━━━━━ Data for this exercise
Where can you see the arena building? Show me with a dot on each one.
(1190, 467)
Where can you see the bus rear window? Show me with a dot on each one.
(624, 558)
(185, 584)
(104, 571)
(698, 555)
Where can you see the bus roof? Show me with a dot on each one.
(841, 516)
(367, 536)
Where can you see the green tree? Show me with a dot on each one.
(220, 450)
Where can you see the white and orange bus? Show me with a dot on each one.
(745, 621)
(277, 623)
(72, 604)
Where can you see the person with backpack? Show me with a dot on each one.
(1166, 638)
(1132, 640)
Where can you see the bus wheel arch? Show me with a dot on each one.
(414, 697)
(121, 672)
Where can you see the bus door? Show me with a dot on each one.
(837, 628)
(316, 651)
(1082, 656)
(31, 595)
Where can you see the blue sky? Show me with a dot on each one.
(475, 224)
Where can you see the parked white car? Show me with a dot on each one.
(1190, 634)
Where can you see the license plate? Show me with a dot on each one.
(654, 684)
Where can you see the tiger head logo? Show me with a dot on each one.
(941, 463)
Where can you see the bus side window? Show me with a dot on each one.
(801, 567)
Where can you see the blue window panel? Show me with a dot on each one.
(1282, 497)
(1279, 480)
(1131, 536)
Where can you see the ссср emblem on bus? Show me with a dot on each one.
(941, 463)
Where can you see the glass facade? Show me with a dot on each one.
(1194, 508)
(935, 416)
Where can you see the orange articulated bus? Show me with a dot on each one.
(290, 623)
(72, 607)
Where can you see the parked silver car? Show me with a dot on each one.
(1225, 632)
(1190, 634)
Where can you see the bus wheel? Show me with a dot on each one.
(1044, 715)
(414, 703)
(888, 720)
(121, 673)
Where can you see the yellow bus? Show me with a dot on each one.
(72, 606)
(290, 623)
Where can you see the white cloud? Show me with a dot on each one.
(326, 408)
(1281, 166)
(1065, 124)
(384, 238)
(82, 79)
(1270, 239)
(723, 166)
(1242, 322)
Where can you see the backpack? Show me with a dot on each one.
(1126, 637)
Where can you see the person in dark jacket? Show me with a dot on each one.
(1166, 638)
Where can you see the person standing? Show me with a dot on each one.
━━━━━━━━━━
* What is asked
Copy exactly the lines from the one containing "Where can you see the glass" through the last line of the records, both included, and nothing else.

* Response below
Where can you see the glass facade? Show me with a dot on each one.
(1194, 508)
(935, 416)
Where can you see the orange articulated bus? Show me with a dot on each one.
(290, 623)
(72, 607)
Where can you see the parked silver car? Show me with a dot on each one.
(1225, 632)
(1190, 634)
Where can you see the bus wheel? Show me with a dot on each one.
(1044, 715)
(414, 703)
(888, 720)
(121, 673)
Where can you see the yellow bus? Show me with a dot on each one.
(72, 606)
(290, 623)
Where can you see the white cloud? Show me with a dot on each one.
(326, 408)
(1281, 166)
(1065, 124)
(384, 238)
(82, 79)
(1270, 239)
(723, 166)
(1242, 322)
Where can you see the backpack? Show me with a dot on each one.
(1126, 637)
Where can you see the person in dark jacket? Show me with a dot on each one.
(1166, 638)
Where can you see the person standing? Show me with a dot on each one.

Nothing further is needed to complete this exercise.